Data provided
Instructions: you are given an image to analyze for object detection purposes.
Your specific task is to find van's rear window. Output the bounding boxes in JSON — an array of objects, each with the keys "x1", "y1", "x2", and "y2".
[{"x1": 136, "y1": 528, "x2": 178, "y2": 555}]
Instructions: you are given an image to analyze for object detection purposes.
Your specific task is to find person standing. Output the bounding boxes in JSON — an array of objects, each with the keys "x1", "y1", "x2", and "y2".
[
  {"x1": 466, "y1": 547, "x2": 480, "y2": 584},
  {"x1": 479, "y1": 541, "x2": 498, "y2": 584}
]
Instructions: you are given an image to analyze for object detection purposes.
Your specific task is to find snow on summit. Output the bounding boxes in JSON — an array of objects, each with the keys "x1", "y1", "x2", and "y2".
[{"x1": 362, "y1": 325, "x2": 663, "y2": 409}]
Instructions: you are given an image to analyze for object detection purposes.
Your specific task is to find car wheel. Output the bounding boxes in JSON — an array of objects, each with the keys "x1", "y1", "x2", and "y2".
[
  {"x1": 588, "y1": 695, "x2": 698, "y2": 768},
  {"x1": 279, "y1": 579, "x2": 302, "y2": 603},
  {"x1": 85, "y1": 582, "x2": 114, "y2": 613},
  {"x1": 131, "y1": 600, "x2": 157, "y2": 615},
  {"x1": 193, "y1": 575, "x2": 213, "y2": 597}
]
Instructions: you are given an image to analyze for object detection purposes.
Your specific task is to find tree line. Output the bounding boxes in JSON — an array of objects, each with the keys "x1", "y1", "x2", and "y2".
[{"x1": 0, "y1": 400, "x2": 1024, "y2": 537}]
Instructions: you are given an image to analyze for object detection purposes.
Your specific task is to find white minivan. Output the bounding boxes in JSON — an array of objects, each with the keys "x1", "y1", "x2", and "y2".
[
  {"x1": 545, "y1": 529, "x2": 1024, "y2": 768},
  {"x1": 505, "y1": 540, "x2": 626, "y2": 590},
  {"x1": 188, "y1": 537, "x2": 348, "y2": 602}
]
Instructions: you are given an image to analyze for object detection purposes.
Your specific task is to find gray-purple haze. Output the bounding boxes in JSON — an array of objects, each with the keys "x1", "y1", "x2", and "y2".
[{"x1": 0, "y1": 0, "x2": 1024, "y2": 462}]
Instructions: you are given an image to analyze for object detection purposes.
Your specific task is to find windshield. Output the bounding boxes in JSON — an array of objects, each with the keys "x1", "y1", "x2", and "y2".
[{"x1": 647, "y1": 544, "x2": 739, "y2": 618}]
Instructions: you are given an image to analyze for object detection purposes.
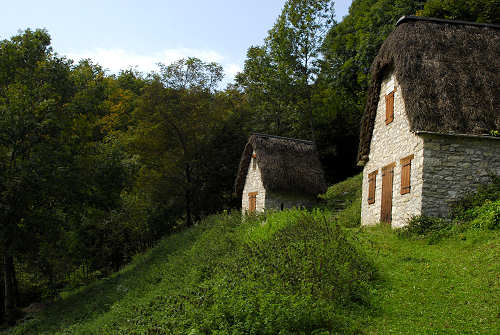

What you are asked to do
Report each line of the data above that contains the string "window", copying every such line in full. The match is case-sensitive.

Exercise answer
Your specific task is to find van's rear window. Output the bounding boxes in JSON — an array of objects, each with the keys "x1", "y1", "x2", and "y2".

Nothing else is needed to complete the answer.